- _Action item_:
Return the exact lines spanning from the line with "Target: hair bun" through the last line of the entries, boundaries included, and no others.

- _Listed entries_:
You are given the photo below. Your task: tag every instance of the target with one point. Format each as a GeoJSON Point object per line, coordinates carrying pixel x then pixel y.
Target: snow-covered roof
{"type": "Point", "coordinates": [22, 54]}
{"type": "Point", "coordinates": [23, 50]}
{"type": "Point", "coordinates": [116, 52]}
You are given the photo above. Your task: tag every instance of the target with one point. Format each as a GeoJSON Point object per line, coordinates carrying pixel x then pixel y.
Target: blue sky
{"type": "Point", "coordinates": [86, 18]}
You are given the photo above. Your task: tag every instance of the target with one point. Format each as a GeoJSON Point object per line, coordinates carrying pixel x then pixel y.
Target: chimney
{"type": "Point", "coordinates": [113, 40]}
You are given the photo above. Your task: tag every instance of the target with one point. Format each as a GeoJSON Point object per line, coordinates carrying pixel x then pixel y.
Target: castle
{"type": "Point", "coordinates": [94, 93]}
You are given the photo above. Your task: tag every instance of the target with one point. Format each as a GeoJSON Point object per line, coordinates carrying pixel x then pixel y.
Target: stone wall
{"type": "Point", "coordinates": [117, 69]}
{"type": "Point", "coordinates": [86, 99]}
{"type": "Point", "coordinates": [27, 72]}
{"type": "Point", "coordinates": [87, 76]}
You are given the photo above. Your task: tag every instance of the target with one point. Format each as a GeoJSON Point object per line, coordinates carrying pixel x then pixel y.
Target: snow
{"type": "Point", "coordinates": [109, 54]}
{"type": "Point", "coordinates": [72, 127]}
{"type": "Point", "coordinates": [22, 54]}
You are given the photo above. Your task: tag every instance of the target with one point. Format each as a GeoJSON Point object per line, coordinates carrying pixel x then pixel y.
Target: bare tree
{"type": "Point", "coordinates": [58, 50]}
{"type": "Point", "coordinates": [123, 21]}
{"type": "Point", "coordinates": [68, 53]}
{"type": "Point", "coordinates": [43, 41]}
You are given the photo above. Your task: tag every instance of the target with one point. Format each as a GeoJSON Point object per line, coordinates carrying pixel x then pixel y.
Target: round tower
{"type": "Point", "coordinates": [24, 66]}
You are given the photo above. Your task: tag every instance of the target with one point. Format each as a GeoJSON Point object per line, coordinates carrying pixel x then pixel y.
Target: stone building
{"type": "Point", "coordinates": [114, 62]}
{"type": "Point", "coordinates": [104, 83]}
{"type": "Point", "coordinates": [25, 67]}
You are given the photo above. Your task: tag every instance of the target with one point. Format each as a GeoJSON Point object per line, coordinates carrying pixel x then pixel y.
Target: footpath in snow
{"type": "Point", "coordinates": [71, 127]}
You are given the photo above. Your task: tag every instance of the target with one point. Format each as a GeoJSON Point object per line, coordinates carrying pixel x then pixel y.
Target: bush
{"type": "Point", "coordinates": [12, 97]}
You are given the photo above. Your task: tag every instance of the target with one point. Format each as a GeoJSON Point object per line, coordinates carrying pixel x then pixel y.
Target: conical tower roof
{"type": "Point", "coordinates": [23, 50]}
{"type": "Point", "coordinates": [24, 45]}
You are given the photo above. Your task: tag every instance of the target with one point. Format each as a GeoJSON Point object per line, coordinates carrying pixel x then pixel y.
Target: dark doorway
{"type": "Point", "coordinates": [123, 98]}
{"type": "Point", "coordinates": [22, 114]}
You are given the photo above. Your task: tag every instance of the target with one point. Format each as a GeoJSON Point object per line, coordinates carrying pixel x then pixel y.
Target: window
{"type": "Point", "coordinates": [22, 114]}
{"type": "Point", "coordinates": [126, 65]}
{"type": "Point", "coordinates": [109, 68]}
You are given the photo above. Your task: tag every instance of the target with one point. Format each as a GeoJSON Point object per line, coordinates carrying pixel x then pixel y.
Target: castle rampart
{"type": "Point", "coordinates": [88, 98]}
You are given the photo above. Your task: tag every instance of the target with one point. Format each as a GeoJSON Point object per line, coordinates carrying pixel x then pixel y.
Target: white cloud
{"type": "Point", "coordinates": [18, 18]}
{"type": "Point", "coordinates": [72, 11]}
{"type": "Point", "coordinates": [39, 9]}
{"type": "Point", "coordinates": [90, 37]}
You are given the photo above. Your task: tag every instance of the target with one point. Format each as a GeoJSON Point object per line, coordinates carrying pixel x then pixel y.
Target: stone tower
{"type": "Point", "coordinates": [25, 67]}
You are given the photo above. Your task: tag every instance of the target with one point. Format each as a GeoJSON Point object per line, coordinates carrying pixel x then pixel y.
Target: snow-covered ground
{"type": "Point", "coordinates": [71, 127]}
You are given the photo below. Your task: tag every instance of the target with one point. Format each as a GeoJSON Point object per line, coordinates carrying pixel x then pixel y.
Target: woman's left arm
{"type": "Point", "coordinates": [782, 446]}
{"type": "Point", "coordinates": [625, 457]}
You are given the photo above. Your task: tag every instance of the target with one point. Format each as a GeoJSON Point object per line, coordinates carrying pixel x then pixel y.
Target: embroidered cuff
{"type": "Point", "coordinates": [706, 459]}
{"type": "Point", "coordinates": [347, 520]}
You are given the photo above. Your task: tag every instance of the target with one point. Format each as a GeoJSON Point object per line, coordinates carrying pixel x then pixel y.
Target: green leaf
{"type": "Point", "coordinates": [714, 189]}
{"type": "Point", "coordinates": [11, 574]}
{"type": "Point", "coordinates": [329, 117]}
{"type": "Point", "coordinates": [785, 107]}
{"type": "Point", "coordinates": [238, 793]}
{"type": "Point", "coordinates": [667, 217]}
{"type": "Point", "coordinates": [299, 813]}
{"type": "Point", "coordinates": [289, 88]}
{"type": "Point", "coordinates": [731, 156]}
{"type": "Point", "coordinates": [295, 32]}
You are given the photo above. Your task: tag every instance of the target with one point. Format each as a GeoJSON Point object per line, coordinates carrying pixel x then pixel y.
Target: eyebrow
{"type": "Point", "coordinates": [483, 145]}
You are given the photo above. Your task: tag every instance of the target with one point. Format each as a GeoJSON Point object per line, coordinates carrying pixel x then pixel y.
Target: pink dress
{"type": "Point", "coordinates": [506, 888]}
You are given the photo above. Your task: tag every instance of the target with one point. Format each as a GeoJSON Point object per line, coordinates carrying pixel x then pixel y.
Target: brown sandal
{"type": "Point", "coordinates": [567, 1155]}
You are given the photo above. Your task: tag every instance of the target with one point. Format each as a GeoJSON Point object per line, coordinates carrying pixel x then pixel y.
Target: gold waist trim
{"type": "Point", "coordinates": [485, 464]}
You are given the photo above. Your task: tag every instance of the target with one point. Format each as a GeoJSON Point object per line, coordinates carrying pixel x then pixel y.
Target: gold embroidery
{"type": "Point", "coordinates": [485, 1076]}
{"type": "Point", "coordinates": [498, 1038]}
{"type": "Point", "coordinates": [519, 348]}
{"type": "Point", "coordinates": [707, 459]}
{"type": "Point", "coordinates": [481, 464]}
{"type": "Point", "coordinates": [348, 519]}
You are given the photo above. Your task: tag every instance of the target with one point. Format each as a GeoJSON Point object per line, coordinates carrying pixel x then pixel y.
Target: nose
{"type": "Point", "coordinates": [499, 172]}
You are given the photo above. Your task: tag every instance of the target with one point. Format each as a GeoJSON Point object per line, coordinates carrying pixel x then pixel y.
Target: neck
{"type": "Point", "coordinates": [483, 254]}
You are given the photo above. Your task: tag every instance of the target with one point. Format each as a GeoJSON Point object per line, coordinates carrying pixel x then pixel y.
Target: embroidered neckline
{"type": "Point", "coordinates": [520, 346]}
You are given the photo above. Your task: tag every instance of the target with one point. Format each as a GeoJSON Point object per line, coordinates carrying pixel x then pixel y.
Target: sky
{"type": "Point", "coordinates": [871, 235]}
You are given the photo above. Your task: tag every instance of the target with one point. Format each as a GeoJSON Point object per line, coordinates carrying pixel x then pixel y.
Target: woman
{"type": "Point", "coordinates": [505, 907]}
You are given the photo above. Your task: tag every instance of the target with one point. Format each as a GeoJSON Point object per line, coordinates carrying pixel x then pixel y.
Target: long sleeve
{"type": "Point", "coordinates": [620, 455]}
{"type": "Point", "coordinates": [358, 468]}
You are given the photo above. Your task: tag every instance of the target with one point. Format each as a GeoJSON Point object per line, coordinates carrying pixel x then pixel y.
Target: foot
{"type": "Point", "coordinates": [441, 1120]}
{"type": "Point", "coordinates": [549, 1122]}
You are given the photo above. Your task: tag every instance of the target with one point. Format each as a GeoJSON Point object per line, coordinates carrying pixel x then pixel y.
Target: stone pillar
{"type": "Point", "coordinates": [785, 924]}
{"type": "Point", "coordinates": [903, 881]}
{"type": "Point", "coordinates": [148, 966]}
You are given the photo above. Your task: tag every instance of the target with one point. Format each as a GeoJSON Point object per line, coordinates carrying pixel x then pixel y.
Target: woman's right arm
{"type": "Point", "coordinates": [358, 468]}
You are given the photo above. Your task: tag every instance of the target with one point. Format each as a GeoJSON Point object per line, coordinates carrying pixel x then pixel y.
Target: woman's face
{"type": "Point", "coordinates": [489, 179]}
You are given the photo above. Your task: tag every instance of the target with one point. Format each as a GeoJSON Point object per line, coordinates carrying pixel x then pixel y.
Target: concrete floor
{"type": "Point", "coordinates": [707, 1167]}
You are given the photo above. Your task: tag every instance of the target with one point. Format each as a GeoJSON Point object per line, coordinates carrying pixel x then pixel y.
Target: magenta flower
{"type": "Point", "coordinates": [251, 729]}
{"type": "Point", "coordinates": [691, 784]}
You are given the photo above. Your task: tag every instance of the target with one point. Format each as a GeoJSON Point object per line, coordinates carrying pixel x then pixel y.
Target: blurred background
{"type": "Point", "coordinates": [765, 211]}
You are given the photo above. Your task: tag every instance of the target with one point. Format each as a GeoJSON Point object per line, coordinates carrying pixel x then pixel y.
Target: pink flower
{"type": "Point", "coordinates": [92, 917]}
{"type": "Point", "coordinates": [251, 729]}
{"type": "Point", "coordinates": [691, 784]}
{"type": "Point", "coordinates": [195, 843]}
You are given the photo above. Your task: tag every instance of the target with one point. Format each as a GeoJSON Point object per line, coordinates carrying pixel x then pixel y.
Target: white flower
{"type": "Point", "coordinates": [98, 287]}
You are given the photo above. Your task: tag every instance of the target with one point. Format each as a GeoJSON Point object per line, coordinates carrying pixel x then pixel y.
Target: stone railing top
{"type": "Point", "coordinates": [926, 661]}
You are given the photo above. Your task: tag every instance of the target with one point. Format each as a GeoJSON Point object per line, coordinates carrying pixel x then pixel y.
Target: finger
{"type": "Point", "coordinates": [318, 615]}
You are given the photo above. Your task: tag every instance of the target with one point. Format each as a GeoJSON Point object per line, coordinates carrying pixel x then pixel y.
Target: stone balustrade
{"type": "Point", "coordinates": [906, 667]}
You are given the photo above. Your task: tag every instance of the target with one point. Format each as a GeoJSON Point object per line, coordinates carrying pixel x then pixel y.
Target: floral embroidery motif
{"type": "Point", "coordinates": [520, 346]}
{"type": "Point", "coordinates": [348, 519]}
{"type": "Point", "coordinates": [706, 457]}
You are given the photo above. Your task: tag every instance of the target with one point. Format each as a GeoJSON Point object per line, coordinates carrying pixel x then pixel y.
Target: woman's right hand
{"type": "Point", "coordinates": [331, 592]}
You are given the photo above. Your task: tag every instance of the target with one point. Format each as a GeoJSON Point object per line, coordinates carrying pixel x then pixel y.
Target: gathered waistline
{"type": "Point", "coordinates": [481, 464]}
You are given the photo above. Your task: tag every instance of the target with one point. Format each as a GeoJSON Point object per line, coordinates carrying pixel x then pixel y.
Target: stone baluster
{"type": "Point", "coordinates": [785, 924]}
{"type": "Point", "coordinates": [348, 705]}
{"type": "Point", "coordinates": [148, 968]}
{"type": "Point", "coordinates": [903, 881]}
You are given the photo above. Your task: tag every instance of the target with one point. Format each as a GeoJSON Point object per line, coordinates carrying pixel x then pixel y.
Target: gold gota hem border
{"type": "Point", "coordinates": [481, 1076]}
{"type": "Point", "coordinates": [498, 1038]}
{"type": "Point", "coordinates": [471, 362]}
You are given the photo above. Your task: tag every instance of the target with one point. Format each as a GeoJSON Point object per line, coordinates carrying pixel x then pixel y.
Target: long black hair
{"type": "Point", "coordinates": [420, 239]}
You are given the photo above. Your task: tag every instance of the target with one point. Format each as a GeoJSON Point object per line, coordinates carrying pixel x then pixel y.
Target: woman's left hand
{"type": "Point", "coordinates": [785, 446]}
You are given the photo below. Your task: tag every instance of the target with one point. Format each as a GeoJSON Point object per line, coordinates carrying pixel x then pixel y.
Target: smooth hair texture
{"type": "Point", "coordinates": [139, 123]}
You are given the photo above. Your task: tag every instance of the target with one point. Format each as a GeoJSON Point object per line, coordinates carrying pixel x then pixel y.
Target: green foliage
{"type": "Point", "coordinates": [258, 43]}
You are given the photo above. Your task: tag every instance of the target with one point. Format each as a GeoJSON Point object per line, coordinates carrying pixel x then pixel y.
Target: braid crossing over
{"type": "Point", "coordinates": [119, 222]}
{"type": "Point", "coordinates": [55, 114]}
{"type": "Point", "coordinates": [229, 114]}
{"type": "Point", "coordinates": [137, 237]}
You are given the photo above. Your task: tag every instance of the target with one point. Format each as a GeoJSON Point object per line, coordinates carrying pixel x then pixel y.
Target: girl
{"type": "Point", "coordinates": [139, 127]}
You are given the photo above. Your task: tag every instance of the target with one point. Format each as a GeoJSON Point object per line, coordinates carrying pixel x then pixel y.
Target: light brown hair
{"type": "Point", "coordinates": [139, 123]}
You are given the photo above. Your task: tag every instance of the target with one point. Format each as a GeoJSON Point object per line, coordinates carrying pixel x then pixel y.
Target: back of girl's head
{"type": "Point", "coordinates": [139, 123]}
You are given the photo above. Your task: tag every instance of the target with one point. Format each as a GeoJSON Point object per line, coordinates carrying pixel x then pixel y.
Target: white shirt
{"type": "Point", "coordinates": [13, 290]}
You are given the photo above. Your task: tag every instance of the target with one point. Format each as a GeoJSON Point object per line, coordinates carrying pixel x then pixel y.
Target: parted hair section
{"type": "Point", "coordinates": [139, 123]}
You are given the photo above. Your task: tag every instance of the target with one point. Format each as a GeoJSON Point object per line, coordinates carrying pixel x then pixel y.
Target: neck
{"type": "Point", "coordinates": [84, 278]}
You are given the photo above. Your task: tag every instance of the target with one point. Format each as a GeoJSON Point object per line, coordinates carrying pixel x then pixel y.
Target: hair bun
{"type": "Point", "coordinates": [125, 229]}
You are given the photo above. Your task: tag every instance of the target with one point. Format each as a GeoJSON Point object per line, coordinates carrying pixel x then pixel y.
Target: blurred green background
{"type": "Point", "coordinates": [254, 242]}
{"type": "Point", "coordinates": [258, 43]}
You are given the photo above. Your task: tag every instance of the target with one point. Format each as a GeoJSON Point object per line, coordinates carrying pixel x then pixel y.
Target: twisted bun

- _Result of this exercise_:
Target: hair bun
{"type": "Point", "coordinates": [125, 229]}
You are given the photo above. Your task: tag every instance of the target with one point. Format each as a GeoJSON Point object per line, coordinates carrying pixel x then pixel y.
Target: blurred green background
{"type": "Point", "coordinates": [254, 242]}
{"type": "Point", "coordinates": [258, 43]}
You are given the photo above. Your task: tag every instance of the target with one point. Format each as a GeoJSON Point object per line, coordinates carrying pixel x then pixel y.
Target: twisted bun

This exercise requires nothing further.